[Detection annotation records]
○ ○ ○ ○

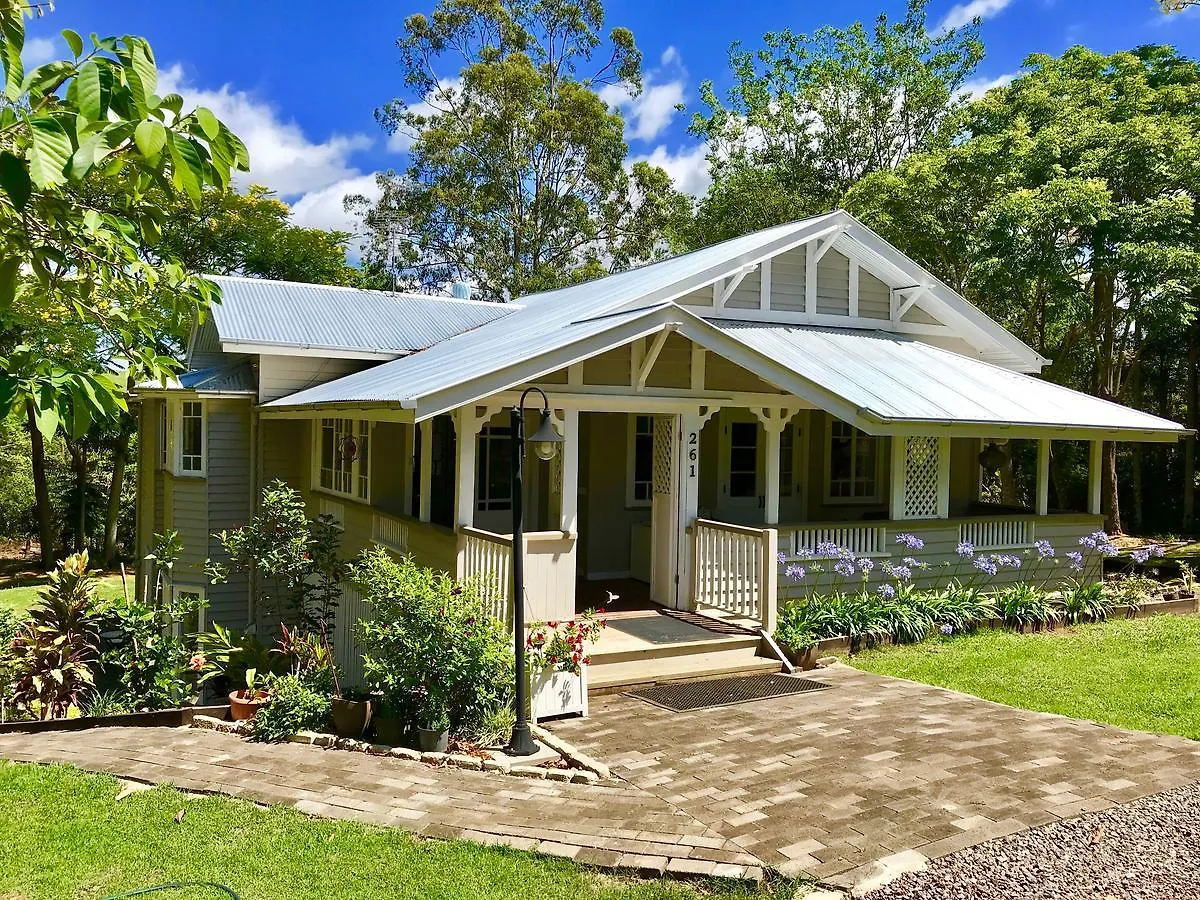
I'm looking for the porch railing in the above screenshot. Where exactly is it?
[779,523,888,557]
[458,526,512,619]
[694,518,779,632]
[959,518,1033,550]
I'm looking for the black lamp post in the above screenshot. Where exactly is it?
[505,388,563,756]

○ ○ ○ ○

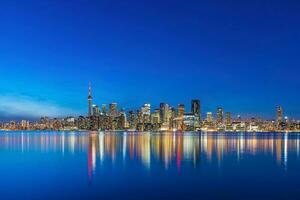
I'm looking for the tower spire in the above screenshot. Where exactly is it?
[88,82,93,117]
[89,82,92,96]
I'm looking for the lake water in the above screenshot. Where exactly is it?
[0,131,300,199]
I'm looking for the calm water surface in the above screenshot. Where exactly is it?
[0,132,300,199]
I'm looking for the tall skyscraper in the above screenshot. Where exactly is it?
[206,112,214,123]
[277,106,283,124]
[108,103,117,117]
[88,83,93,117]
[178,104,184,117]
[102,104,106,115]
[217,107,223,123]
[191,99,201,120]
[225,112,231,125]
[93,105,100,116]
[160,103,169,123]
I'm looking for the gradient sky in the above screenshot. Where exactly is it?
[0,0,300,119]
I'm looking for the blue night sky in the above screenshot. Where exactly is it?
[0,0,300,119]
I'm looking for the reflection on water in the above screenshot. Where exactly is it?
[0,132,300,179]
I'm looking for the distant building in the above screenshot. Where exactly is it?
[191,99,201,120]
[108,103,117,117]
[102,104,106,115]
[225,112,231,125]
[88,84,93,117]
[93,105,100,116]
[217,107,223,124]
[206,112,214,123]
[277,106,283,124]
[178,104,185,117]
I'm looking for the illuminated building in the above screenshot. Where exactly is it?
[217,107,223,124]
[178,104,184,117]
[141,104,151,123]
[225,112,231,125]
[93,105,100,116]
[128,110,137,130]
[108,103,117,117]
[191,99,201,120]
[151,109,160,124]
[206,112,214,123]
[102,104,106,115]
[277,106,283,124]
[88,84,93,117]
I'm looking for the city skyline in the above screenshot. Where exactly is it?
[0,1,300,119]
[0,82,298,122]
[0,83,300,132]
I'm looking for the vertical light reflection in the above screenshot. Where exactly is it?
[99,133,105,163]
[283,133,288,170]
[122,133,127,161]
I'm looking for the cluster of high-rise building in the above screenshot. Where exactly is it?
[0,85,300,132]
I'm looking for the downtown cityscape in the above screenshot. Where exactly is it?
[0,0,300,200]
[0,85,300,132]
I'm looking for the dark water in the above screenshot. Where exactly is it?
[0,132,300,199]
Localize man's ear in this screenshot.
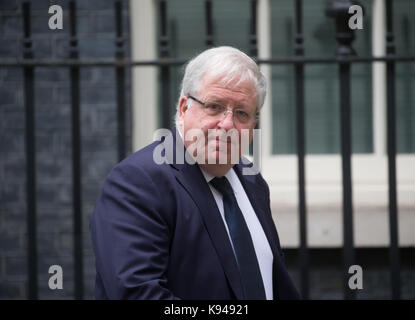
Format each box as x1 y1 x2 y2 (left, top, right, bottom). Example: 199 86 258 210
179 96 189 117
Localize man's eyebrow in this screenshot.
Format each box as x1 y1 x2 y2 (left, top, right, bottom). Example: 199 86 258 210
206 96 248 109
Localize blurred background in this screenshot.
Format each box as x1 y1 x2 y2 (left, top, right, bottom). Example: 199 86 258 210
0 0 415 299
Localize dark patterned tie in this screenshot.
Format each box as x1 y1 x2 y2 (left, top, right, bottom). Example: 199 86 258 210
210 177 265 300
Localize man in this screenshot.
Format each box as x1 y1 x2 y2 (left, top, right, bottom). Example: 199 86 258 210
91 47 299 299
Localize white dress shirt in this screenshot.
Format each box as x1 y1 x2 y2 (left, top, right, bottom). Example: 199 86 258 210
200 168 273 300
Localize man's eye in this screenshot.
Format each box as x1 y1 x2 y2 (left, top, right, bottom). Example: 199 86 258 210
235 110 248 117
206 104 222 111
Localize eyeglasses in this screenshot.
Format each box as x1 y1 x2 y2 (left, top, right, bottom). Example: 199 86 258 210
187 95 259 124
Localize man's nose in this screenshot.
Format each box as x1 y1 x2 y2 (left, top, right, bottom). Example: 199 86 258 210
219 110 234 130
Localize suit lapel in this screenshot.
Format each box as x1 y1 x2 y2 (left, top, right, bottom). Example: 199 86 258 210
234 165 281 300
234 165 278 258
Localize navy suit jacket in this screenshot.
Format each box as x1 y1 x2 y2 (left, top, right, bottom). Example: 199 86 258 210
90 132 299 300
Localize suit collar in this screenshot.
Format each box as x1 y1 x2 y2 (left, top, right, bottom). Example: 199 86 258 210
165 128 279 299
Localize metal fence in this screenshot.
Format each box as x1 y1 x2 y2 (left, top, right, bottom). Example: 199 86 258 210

○ ○ ○ ○

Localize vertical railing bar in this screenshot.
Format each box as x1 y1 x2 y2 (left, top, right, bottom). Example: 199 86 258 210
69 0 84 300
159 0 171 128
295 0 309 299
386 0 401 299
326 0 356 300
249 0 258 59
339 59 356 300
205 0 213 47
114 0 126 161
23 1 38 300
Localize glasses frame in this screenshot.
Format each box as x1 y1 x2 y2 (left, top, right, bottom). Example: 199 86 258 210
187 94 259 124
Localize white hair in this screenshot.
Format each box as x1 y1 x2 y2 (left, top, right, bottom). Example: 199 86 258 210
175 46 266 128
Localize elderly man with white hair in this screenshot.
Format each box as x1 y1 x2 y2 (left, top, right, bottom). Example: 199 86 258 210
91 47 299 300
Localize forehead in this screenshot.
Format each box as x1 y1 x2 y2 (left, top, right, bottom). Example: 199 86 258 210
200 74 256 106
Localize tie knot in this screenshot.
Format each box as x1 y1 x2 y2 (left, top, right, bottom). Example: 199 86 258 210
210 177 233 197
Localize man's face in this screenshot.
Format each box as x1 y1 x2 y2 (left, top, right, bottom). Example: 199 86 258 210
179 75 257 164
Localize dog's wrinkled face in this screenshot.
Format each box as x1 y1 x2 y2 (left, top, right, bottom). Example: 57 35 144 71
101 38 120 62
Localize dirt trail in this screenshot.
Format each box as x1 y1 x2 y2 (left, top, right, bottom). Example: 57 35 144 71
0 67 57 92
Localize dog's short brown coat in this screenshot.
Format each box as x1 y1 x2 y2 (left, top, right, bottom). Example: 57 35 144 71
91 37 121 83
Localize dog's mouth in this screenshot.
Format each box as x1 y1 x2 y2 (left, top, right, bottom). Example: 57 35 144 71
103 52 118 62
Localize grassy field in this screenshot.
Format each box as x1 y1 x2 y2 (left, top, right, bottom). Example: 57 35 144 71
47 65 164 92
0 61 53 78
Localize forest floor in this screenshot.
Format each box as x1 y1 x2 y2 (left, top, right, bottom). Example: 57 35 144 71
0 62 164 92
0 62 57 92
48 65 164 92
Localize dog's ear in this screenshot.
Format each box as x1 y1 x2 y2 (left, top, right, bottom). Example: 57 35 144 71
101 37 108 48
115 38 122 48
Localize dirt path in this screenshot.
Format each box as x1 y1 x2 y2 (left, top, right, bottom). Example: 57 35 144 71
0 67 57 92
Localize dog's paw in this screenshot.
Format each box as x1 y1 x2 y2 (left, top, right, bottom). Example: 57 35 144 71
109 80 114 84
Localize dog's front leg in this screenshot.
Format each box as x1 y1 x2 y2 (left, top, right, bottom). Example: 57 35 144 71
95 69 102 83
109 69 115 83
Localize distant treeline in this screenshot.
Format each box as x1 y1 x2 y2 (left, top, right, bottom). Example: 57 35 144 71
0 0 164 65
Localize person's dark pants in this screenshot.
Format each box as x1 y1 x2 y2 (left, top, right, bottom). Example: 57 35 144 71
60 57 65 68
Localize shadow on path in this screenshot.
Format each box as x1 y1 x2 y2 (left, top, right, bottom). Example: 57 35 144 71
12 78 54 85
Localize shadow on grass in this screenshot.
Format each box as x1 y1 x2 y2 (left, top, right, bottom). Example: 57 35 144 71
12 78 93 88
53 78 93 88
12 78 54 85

○ ○ ○ ○

▶ EXERCISE DESCRIPTION:
Pick out every line in the records that contains the word "white" and copy each of those lines.

▶ OUTPUT FOR THIS EXERCISE:
Localize white dress shirt in this screenshot.
Localize white hair in this screenshot.
Localize elderly man with white hair in this screenshot.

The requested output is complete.